- _What is asked_: Please copy out the records below, substituting "placing a point" for "dropping a marker" wherever it occurs and keeping everything else unchanged. Leave the pictures out.

- _The data_:

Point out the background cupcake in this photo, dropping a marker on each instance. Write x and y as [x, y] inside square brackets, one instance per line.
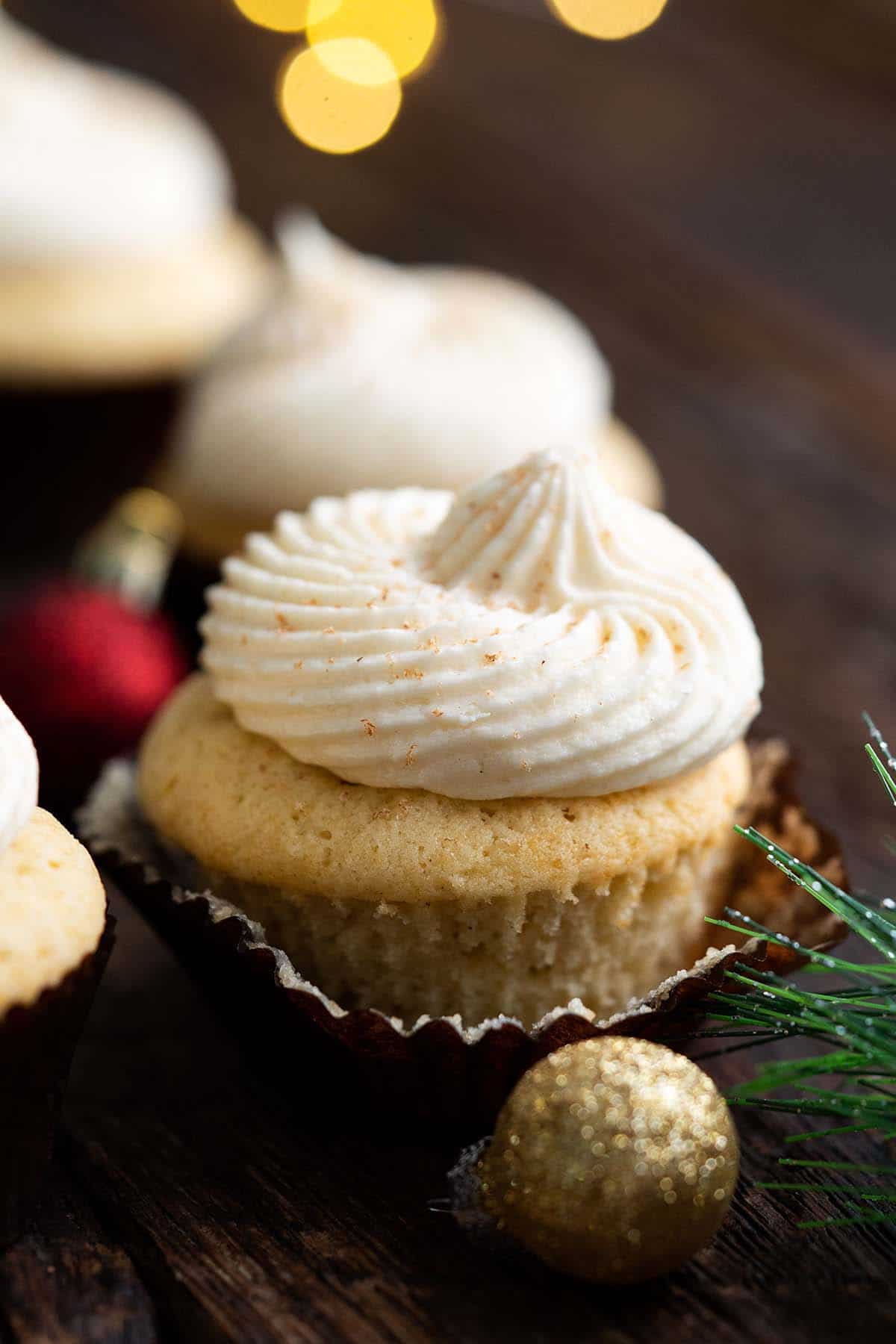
[121, 262]
[361, 373]
[467, 757]
[53, 915]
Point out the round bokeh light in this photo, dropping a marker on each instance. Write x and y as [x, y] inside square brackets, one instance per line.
[340, 96]
[405, 30]
[609, 19]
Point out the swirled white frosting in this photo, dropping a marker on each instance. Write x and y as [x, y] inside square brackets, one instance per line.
[539, 636]
[18, 777]
[366, 373]
[97, 161]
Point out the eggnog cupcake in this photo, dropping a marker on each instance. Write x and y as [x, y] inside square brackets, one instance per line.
[467, 756]
[53, 914]
[361, 373]
[121, 257]
[121, 264]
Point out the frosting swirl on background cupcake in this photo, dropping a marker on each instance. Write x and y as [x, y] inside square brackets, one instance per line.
[541, 636]
[363, 371]
[97, 163]
[18, 777]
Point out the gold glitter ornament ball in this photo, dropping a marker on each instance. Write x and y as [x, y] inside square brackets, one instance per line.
[613, 1160]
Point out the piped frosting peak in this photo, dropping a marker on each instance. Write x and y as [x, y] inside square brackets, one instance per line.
[536, 636]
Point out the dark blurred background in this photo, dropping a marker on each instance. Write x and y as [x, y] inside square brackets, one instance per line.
[716, 198]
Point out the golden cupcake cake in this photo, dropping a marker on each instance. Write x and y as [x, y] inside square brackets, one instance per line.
[467, 756]
[121, 257]
[361, 373]
[53, 915]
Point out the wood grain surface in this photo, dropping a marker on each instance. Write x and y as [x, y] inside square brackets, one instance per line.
[716, 201]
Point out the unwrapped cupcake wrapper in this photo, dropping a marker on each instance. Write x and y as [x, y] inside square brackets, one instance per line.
[441, 1071]
[37, 1048]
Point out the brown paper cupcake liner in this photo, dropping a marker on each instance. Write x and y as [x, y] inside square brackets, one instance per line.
[441, 1071]
[37, 1048]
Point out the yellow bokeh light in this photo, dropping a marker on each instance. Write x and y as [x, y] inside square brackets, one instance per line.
[610, 19]
[405, 30]
[341, 99]
[284, 15]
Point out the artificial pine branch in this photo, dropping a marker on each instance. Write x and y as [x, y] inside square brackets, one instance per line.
[848, 1008]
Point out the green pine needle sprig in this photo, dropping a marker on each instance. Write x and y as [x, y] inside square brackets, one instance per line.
[848, 1008]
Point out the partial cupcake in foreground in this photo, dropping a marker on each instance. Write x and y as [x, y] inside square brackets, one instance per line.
[476, 756]
[53, 915]
[361, 373]
[121, 264]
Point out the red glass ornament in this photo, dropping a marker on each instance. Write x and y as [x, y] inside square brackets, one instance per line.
[85, 671]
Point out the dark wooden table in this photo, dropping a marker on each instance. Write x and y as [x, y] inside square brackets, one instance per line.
[716, 199]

- _Right answer_:
Point out the background cupcake in this photo, placing a point on each instance. Write x and y as [x, y] inside square brackets, one instance per line.
[121, 262]
[361, 373]
[467, 757]
[53, 915]
Point out the round bokeh light in this photo, placing a point on each instance. Write x and y as [x, y] inside square brackets, one instance per line.
[340, 96]
[405, 30]
[609, 19]
Point out the swirled white frosting in this photo, placing a point on each instance. Write x and y as [x, y] inside square brackets, one instance per line.
[539, 636]
[18, 777]
[366, 373]
[97, 161]
Point out the eggnog cupcake in this photo, placing a point on each instance. Write x and y as [x, y] inside square brackets, one instance per line.
[467, 756]
[53, 914]
[361, 373]
[121, 257]
[121, 264]
Point out the frosting swirl on background cupcake in this photo, placing a point on each instance. Write x and y as [x, y] inside square brackets, one instance per line.
[541, 636]
[363, 371]
[97, 163]
[18, 777]
Point out the gold glitter ornament ball in this photo, placing a point on each instance. Write x and y as [x, y] inside square brackets, one instance per line.
[613, 1160]
Point out the piped frosting peak in this photo, placing a point on each instance. Write x and y as [x, y] inside square brackets, one instance per line.
[536, 636]
Point out the dark blurred background in this photo, placing a point on each instance. Write x and y as [x, y] inside square brackets, one instance per line.
[716, 198]
Point out the golden cupcake cake in this photo, placing a point on each instance. Write x and y as [x, y] inside square brackets, one instance per line.
[467, 756]
[121, 257]
[361, 373]
[53, 915]
Point out the wood grain surface in this photo, placing a point on each instance. Write x and y as [x, y] inside square brackets, one instance per line.
[716, 201]
Point out the unwrapped cupcake wrapper in this photo, placing a point on each instance. Write x and y as [x, y] inside square brackets, one instance per line.
[441, 1071]
[37, 1048]
Point out the brown paper cupcake liner in this photo, placing a point on each instance. Write x and y as [x, y] inside square brackets, one instance per line.
[441, 1071]
[37, 1048]
Point out the yellow bokeh light in this photo, placing a point on each instance. Write x and y as [x, y] inside square brackets, one instance per line.
[610, 19]
[405, 30]
[341, 99]
[284, 15]
Point out the artificial pine branch in this photo, placing a point on each instance. Write x and y as [x, y] inside square brackets, one instance per line.
[848, 1008]
Point out the green pine needle sprig in this photo, placing a point on each instance. Write x and y as [x, y] inside square brackets, one instance per line.
[848, 1008]
Point out the partial cupcake in foreground in this photo, placing a point on each instance. Write x and y as [x, y] inside square brackets, one instance per line.
[476, 756]
[53, 915]
[361, 373]
[121, 264]
Point out the red glass ornament in this photo, placing a point on each instance. Write x and y as [x, y] inside square brackets, one instance per line.
[85, 671]
Point out the dark wooden table in this photo, placing a point on each instance. Write x and y as [x, y] inside square brackets, one instance per line.
[716, 199]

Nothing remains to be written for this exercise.